Soak Creek is a scenic class III stream that can be run by itself but is more typically accessed via the much more challenging Stinging Fork or Little Piney Creek beginning at Piney Falls, Grandview TN. Soak is a remote and fun stream with good water quality, limited access, and the towering cliff bands and side waterfalls that define the streams of the Plateau. The Cumberland Trail parallels the river at times and a mix of state and private land border the stream. Soak Creek is Tennessee's newest state Scenic River thanks to efforts of landowners and supportive organizations (including American Whitewater).
At low flows expect lots of busy Class II and III- rapids with a couple technical solid Class III rapids. There are also a few really nice play waves for spins etc. At higher flows when Stinging Fork or Little Piney Creek are optimum, many rapids on Soak Creek reportedly wash out and make for a simpler descent.
We ran this on 3/10/19 starting at the put-in that is shown on this AW page. We approached the put-in from river left (via Jewitt Rd → Sabo Rd). There was an open gate after we turned right at the T-intersection after crossing Dunlap. The land there has been ravaged by logging and we thought we were driving on private logging roads. But according to the TN Property Viewer, the last part of the shuttle all of the way to creek is owned by the State of TN, probably part of the land that was graciously donated by George Lindemann (https://bit.ly/2ERh1Hf). Hence, I’m pretty certain this put-in is on state land and legal!
Too bad there wasn’t much water in this pretty tiny creek, even though the flow looked plenty healthy at the take out. It looked low enough for me to pose the option of bailing to the group. But undoing the long shuttle wasn’t appealing and the fun slide at the put-in was encouraging. After the slide, it was ELF. If Dunlap looks low while enroute, Soak will be too, as they are similarly sized. Tony noted that we had a significant trib coming in from RR about ⅓ mile below. According to the map, that’s Sweeny Branch and it did help the flow, but it was still ELF. There’s a sieve rapid just above this confluence.

◇ ◇ ◇ ◇ ◇

WRITTEN EXERCISE 1
Pick out every line of the records that contains the string "lawn", matching case exactly, and copy those lines.
The text and the records come from unrelated sources.

◇ ◇ ◇ ◇ ◇

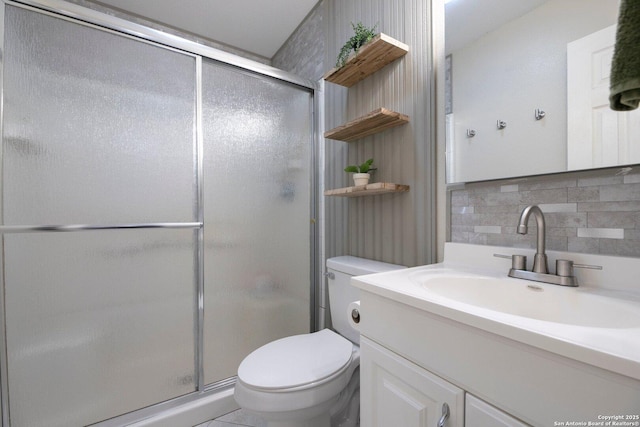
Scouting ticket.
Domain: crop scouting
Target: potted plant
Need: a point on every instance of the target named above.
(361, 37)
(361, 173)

◇ ◇ ◇ ◇ ◇

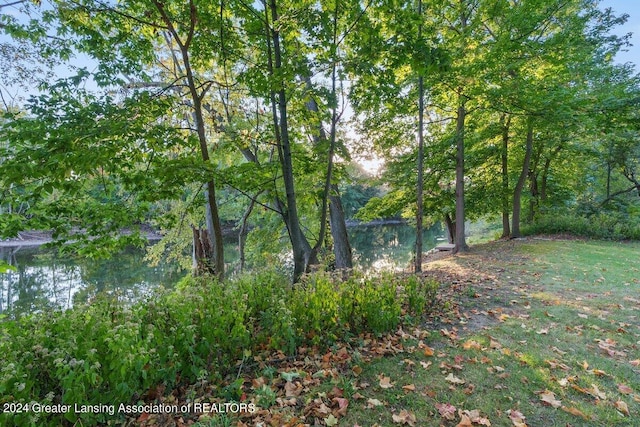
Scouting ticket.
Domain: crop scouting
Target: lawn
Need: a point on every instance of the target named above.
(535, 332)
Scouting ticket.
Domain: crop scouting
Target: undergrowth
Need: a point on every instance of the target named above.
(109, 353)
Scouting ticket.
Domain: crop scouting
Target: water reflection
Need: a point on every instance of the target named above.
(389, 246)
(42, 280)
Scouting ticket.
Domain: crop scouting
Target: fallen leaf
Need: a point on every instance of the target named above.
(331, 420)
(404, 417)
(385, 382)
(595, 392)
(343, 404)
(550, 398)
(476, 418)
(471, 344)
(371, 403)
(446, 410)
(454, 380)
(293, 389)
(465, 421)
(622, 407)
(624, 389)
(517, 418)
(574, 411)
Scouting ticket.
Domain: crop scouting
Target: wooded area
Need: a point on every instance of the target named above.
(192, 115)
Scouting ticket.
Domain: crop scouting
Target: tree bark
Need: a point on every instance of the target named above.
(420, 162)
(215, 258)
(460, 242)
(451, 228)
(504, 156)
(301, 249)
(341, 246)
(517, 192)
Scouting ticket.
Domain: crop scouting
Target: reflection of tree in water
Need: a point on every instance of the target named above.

◇ ◇ ◇ ◇ ◇

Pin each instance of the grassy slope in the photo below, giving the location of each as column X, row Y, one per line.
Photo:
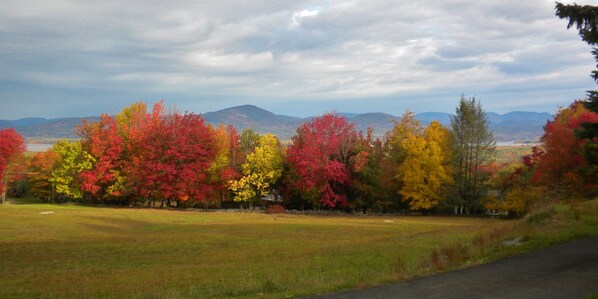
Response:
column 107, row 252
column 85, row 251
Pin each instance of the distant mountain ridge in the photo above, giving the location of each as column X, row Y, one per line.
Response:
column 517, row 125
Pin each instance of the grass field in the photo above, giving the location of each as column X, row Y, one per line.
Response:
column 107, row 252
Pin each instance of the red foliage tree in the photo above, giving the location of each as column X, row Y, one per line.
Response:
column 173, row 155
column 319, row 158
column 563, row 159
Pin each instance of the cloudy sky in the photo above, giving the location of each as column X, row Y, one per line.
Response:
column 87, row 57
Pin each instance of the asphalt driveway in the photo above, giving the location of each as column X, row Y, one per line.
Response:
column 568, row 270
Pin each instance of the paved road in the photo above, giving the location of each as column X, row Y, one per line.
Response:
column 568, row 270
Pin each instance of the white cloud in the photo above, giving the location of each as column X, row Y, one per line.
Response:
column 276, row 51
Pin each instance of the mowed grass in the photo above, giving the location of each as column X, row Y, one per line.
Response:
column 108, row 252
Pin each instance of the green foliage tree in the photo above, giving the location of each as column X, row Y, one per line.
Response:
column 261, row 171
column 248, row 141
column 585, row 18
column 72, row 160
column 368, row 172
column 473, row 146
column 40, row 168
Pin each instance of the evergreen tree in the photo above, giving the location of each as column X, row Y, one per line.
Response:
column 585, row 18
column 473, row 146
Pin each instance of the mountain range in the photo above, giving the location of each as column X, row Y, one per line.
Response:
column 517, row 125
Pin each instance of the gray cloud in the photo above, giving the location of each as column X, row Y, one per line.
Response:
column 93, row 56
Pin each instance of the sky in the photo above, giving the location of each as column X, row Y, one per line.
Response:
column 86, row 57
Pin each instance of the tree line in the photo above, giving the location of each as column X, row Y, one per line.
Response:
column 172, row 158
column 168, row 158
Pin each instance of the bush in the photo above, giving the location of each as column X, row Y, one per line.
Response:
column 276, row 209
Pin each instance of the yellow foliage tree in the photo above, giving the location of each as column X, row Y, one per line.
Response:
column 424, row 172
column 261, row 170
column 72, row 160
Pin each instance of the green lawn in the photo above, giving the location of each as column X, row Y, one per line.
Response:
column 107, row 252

◇ ◇ ◇ ◇ ◇

WRITTEN EXERCISE 2
Output the entire Soak Creek description word for word.

COMPLETE OUTPUT 1
Target: lawn
Pin each instance of the green lawn in the photo above, giving the location of each as column X, row Y, one per line.

COMPLETE OUTPUT 2
Soak Creek is a scenic class III stream that can be run by itself but is more typically accessed via the much more challenging Stinging Fork or Little Piney Creek beginning at Piney Falls, Grandview TN. Soak is a remote and fun stream with good water quality, limited access, and the towering cliff bands and side waterfalls that define the streams of the Plateau. The Cumberland Trail parallels the river at times and a mix of state and private land border the stream. Soak Creek is Tennessee's newest state Scenic River thanks to efforts of landowners and supportive organizations (including American Whitewater).
At low flows expect lots of busy Class II and III- rapids with a couple technical solid Class III rapids. There are also a few really nice play waves for spins etc. At higher flows when Stinging Fork or Little Piney Creek are optimum, many rapids on Soak Creek reportedly wash out and make for a simpler descent.
We ran this on 3/10/19 starting at the put-in that is shown on this AW page. We approached the put-in from river left (via Jewitt Rd → Sabo Rd). There was an open gate after we turned right at the T-intersection after crossing Dunlap. The land there has been ravaged by logging and we thought we were driving on private logging roads. But according to the TN Property Viewer, the last part of the shuttle all of the way to creek is owned by the State of TN, probably part of the land that was graciously donated by George Lindemann (https://bit.ly/2ERh1Hf). Hence, I’m pretty certain this put-in is on state land and legal!
Too bad there wasn’t much water in this pretty tiny creek, even though the flow looked plenty healthy at the take out. It looked low enough for me to pose the option of bailing to the group. But undoing the long shuttle wasn’t appealing and the fun slide at the put-in was encouraging. After the slide, it was ELF. If Dunlap looks low while enroute, Soak will be too, as they are similarly sized. Tony noted that we had a significant trib coming in from RR about ⅓ mile below. According to the map, that’s Sweeny Branch and it did help the flow, but it was still ELF. There’s a sieve rapid just above this confluence.